EXERCISE DETAILS – Write the records below out again exactly as given, with no images.

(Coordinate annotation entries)
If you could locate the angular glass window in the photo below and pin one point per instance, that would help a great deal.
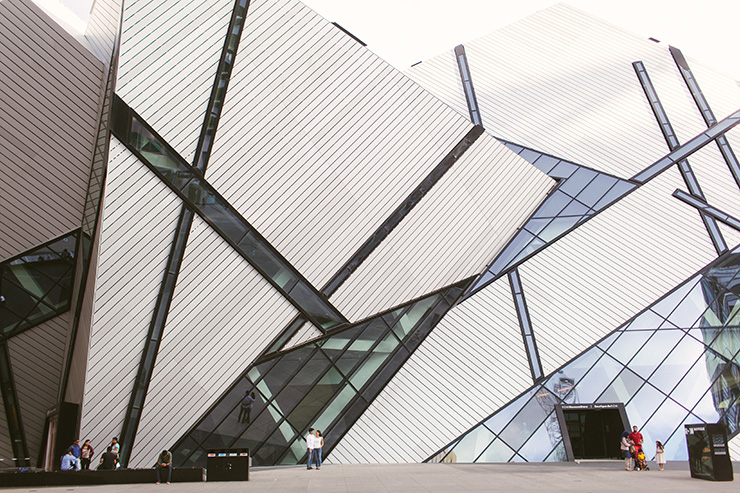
(37, 285)
(581, 193)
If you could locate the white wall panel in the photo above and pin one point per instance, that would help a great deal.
(223, 314)
(48, 122)
(320, 140)
(37, 378)
(471, 364)
(307, 332)
(169, 55)
(562, 82)
(611, 267)
(102, 28)
(140, 215)
(453, 233)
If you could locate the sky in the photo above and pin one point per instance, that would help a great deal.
(404, 32)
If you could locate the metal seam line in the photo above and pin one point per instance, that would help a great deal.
(525, 324)
(706, 112)
(223, 217)
(182, 233)
(380, 234)
(707, 209)
(101, 152)
(672, 140)
(467, 82)
(12, 410)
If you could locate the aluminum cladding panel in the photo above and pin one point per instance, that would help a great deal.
(562, 82)
(169, 54)
(37, 378)
(49, 117)
(319, 140)
(139, 221)
(472, 363)
(222, 316)
(452, 234)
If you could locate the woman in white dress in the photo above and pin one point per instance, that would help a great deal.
(659, 454)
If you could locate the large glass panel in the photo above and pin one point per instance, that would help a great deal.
(665, 420)
(498, 451)
(471, 445)
(539, 446)
(655, 351)
(642, 406)
(530, 418)
(598, 378)
(628, 344)
(315, 399)
(622, 388)
(678, 362)
(37, 285)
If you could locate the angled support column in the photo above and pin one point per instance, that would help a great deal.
(707, 209)
(182, 233)
(530, 344)
(683, 165)
(706, 112)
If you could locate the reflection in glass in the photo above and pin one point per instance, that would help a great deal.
(326, 383)
(203, 199)
(37, 285)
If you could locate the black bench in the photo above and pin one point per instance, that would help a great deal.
(80, 478)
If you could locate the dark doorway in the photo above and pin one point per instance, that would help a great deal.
(593, 431)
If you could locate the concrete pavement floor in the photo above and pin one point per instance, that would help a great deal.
(411, 478)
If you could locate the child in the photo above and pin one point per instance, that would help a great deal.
(659, 454)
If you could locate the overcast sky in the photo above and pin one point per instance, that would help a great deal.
(407, 31)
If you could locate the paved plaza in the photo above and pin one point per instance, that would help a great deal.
(411, 478)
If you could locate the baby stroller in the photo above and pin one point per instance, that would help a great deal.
(638, 456)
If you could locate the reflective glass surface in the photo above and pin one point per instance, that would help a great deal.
(199, 195)
(37, 285)
(581, 193)
(326, 384)
(665, 376)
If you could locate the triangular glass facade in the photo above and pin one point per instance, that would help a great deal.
(326, 384)
(37, 285)
(676, 362)
(581, 193)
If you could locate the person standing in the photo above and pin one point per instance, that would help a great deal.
(164, 460)
(624, 445)
(116, 449)
(108, 460)
(636, 438)
(318, 443)
(659, 454)
(246, 408)
(310, 444)
(86, 453)
(69, 462)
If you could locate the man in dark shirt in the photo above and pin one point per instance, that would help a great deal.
(636, 438)
(164, 461)
(108, 460)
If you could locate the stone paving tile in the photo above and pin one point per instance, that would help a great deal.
(419, 478)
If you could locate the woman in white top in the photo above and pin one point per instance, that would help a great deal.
(659, 454)
(318, 443)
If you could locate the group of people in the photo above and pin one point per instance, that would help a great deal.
(79, 458)
(633, 453)
(315, 443)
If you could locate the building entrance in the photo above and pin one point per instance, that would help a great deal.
(592, 431)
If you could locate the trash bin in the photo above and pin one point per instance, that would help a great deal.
(709, 455)
(227, 464)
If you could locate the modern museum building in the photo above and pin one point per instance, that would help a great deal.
(513, 251)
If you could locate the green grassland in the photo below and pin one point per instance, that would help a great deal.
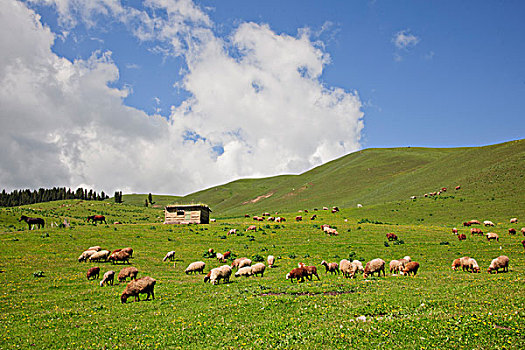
(437, 309)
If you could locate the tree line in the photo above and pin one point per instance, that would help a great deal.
(23, 197)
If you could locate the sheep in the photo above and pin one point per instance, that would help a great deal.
(93, 273)
(244, 271)
(108, 278)
(310, 271)
(197, 267)
(245, 262)
(144, 285)
(271, 261)
(332, 267)
(492, 236)
(86, 255)
(394, 266)
(236, 262)
(258, 268)
(345, 266)
(411, 267)
(297, 273)
(169, 256)
(101, 255)
(501, 262)
(215, 275)
(375, 265)
(119, 256)
(126, 272)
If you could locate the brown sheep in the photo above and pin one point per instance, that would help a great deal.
(126, 272)
(330, 267)
(93, 273)
(297, 273)
(411, 267)
(144, 285)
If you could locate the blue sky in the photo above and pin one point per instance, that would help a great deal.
(388, 74)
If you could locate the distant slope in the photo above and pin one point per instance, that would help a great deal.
(376, 176)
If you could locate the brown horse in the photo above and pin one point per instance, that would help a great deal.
(39, 222)
(96, 218)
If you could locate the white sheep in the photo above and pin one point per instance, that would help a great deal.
(258, 268)
(375, 265)
(222, 272)
(108, 278)
(244, 271)
(197, 267)
(245, 262)
(501, 262)
(271, 261)
(101, 255)
(345, 266)
(86, 255)
(169, 256)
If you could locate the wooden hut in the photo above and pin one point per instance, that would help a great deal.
(187, 214)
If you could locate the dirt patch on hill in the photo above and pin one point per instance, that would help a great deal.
(255, 200)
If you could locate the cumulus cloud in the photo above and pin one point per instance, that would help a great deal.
(257, 105)
(404, 40)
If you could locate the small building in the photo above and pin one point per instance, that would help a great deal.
(187, 214)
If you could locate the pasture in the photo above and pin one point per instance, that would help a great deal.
(437, 309)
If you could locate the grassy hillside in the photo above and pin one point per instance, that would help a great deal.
(377, 176)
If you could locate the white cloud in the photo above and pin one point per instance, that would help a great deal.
(404, 40)
(263, 112)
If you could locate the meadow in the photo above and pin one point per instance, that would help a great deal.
(437, 309)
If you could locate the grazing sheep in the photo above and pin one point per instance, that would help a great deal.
(375, 265)
(119, 256)
(244, 271)
(330, 267)
(501, 262)
(101, 255)
(169, 256)
(196, 267)
(394, 266)
(411, 267)
(86, 255)
(345, 266)
(245, 262)
(236, 262)
(270, 260)
(108, 278)
(297, 273)
(93, 273)
(258, 268)
(492, 236)
(126, 272)
(222, 272)
(144, 285)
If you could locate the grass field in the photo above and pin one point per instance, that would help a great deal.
(437, 309)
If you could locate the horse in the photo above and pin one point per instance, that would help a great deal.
(39, 222)
(96, 218)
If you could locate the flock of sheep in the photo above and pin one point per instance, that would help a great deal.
(145, 285)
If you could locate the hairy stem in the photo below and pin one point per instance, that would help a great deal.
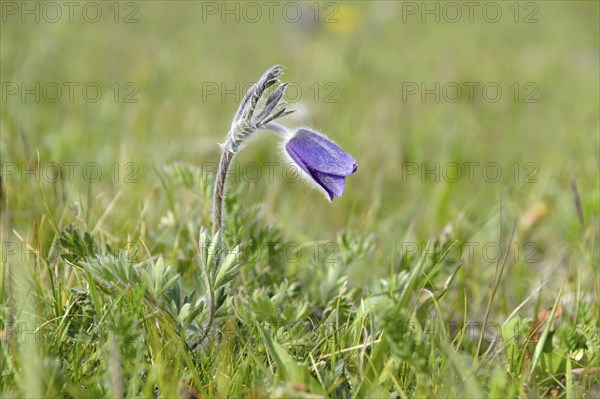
(219, 193)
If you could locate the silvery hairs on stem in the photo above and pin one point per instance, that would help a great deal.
(248, 120)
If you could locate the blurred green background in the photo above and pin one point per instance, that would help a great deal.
(351, 64)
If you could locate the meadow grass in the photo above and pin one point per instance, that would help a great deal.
(418, 282)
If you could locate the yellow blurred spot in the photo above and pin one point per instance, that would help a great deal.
(344, 19)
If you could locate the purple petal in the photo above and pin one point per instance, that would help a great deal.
(320, 154)
(334, 185)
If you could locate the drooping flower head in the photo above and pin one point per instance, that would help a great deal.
(321, 161)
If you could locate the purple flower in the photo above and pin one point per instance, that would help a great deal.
(322, 160)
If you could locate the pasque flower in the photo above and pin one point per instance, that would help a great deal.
(321, 160)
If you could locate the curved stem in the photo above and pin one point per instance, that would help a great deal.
(226, 157)
(219, 192)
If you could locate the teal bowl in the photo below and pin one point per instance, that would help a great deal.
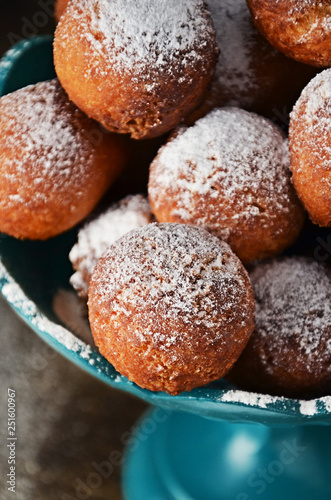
(207, 444)
(32, 272)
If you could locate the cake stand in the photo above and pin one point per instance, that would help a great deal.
(214, 443)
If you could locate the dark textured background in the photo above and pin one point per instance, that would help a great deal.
(66, 419)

REPLY TO THE EXERCISE –
If you could locate the angular glass window in the photo below and pin one point per instance, that would help a great deal.
(37, 285)
(581, 193)
If you could locate the white wall panel in the photo above and pin one point per instance, that would help a great deal.
(223, 314)
(48, 122)
(320, 140)
(37, 378)
(471, 364)
(307, 332)
(169, 55)
(562, 82)
(611, 267)
(102, 28)
(140, 215)
(453, 233)
If you could locate the sky in the photo above and pin one point per instance, that would help a great deal.
(404, 32)
If you could locate the metal seam line in the photo above and pin one point per instance, that would help a great deal.
(525, 324)
(706, 112)
(223, 217)
(182, 233)
(380, 234)
(707, 209)
(101, 152)
(672, 140)
(467, 82)
(12, 410)
If you could locate the aluminum cladding panel in the photo above and pin one point per instance, that would help a great deal.
(562, 82)
(169, 54)
(37, 378)
(49, 117)
(319, 140)
(139, 221)
(472, 363)
(222, 316)
(452, 234)
If you could locate the woman in white dress in the photo above and pin one point per instance, that would help a great deal.
(659, 454)
If you could locate the large glass panel in the photo above and pin one point per instance, that would help a great deal.
(665, 420)
(498, 451)
(471, 445)
(539, 446)
(655, 351)
(642, 406)
(530, 418)
(598, 378)
(628, 344)
(315, 399)
(622, 388)
(678, 362)
(37, 285)
If you could locate the angled support column in the photo above and pin one point per instance, that would help a great deal.
(707, 209)
(182, 233)
(530, 344)
(683, 165)
(706, 112)
If you could locate the reflection in glass in the photo above and pin one point per instance, that would help a great deal.
(326, 383)
(203, 199)
(37, 285)
If you could locate the black bench in the photo above and pin one point per instance, that would help a great deal.
(80, 478)
If you could locate the dark doorway in the photo above and pin one point per instance, that would help a great deal.
(593, 431)
If you could locate the concrete pavement floor in the photo above and pin one point per instance, that would help a great deal.
(411, 478)
If you could locate the child in the photo above and pin one point per instance, that would help a great deal.
(659, 454)
If you could locate the overcast sky in the photo above and pin one point per instance, that would help a great deal.
(407, 31)
If you could locate the paved plaza in the photo above and pin one point per instance, that would help a great deal.
(411, 478)
If you could locate the baby stroller in the photo above and pin one point per instance, that would help a great deal.
(638, 456)
If you could locate the reflective glass surface in the photo above and pin one point per instance, that would help a great deal.
(199, 195)
(37, 285)
(581, 193)
(326, 384)
(665, 376)
If you could locate the triangular glass facade in the photo above and pin one point per instance, that would help a great deal.
(326, 384)
(37, 285)
(676, 362)
(581, 193)
If you could locate the person standing in the photo above and pin one point per instance, that would help a great deal.
(164, 460)
(624, 445)
(116, 449)
(108, 460)
(636, 438)
(318, 443)
(659, 454)
(246, 408)
(310, 444)
(86, 453)
(69, 462)
If you could locate the man in dark shirt in the photo above and pin one point per instance, that would help a great deal.
(636, 438)
(164, 461)
(108, 460)
If you could locate the stone paving tile in the photo above and pin one point per instance, that would help a great deal.
(419, 478)
If you could locate the woman in white top in the photo above and pin one point per instance, that would help a great deal.
(659, 454)
(318, 443)
If you could locate the group of people in the photo above and pin one point per instance, that would help a great deal.
(79, 458)
(633, 453)
(315, 443)
If you could locate the building entrance in the photo above and pin one point per instance, that would help a great deal.
(592, 431)
If you could locate the trash bin in the photo above and pin one point per instance, that would help a great deal.
(709, 455)
(227, 464)
If you could locate the modern museum building in the photo above and pin one point per instance, that would help a great deal.
(513, 251)
If you could locate the green grassland in the photo below and pin one point per instance, that would help a great deal.
(437, 309)
If you could locate the tree line in the photo above and pin one point per instance, that would help a great deal.
(23, 197)
If you could locate the sheep in the photo above and pin one point per instance, that would help a great deal.
(93, 273)
(244, 271)
(108, 278)
(310, 271)
(197, 267)
(245, 262)
(144, 285)
(271, 261)
(332, 267)
(492, 236)
(86, 255)
(394, 266)
(236, 262)
(258, 268)
(345, 266)
(411, 267)
(297, 273)
(169, 256)
(101, 255)
(501, 262)
(215, 275)
(375, 265)
(119, 256)
(126, 272)
If you could locate the brown sheep in the photo above and pin one point per instance, that would help a great deal.
(126, 272)
(330, 267)
(93, 273)
(297, 273)
(411, 267)
(144, 285)
If you could locate the blue sky in the photo above and pin one point per instance, that would help a great deal.
(388, 74)
If you could locate the distant slope in the photo above and pin one point per instance, that would help a great deal.
(376, 176)
If you could locate the brown horse in the photo above and pin one point per instance, that would help a great deal.
(39, 222)
(96, 218)
If you could locate the white sheep in the photo above and pin one point per instance, that would help a great deal.
(258, 268)
(375, 265)
(222, 272)
(108, 278)
(244, 271)
(197, 267)
(245, 262)
(501, 262)
(271, 261)
(101, 255)
(345, 266)
(86, 255)
(169, 256)
If you could locate the wooden hut in the photo above and pin one point per instance, that would help a great deal.
(187, 214)
If you could locate the dirt patch on hill in the photo above and pin one point per instance, that would help a great deal.
(255, 200)
If you could locate the cumulus cloud in the photo above and pin one point per instance, that would help a great deal.
(257, 105)
(404, 40)
If you could locate the small building in the photo above and pin one point per instance, that would help a great deal.
(187, 214)
If you could locate the pasture in the photo above and pin one point per instance, that would help a great deal.
(437, 309)
If you could locate the grassy hillside in the photo above and pin one point per instance, that would help a great deal.
(377, 176)
If you could locate the white cloud in the photo above and pin one point per instance, that would help a great deal.
(404, 40)
(263, 112)
If you could locate the meadow in the photo above and pin one point per instance, that would help a great deal.
(437, 309)
If you could locate the grazing sheep in the photo above and pin one point per instance, that would help a great deal.
(375, 265)
(119, 256)
(244, 271)
(330, 267)
(501, 262)
(101, 255)
(169, 256)
(196, 267)
(394, 266)
(411, 267)
(86, 255)
(345, 266)
(245, 262)
(236, 262)
(270, 260)
(108, 278)
(297, 273)
(93, 273)
(258, 268)
(492, 236)
(126, 272)
(222, 272)
(144, 285)
If you could locate the grass field in the photo above and pin one point per instance, that would help a great deal.
(437, 309)
If you could locate the horse in the photo above and pin one point per instance, that would help a great deal.
(39, 222)
(96, 218)
If you could locate the flock of sheep in the photo above and pin one point per instance, that would help a great deal.
(145, 285)
If you could locate the hairy stem in the photo below and pin one point per instance, that would help a great deal.
(219, 193)
If you could locate the silvery hairs on stem in the photo above and pin one point per instance, that would help a great deal.
(248, 120)
If you could locate the blurred green background in the photo above and pin one point per instance, that would help a great deal.
(351, 64)
If you could locate the meadow grass in the photo above and pin one point per instance, that would help a great deal.
(418, 282)
If you could locate the yellow blurred spot in the photo above and pin one point per instance, that would help a great deal.
(344, 19)
If you could locate the purple petal in the photo above and pin one point per instance, that would help a great deal.
(320, 154)
(334, 185)
If you could locate the drooping flower head in the photo above and pin one point per instance, that would help a great deal.
(321, 161)
If you could locate the purple flower in the photo above and pin one point per instance, that would help a great deal.
(322, 160)
If you could locate the pasque flower in the photo above and pin one point per instance, that would help a great deal.
(321, 160)
If you could locate the curved stem in the photo above and pin one point per instance, that would help a great deal.
(226, 157)
(219, 192)
If you could locate the teal bowl in the photo below and pin one point per instance, that would help a great deal.
(207, 444)
(32, 272)
If you could locate the cake stand in the photo above and pin one point per instance, that would help a great deal.
(214, 443)
If you could locate the dark textured background in the photo above and pin one point per instance, that would help a great deal.
(66, 419)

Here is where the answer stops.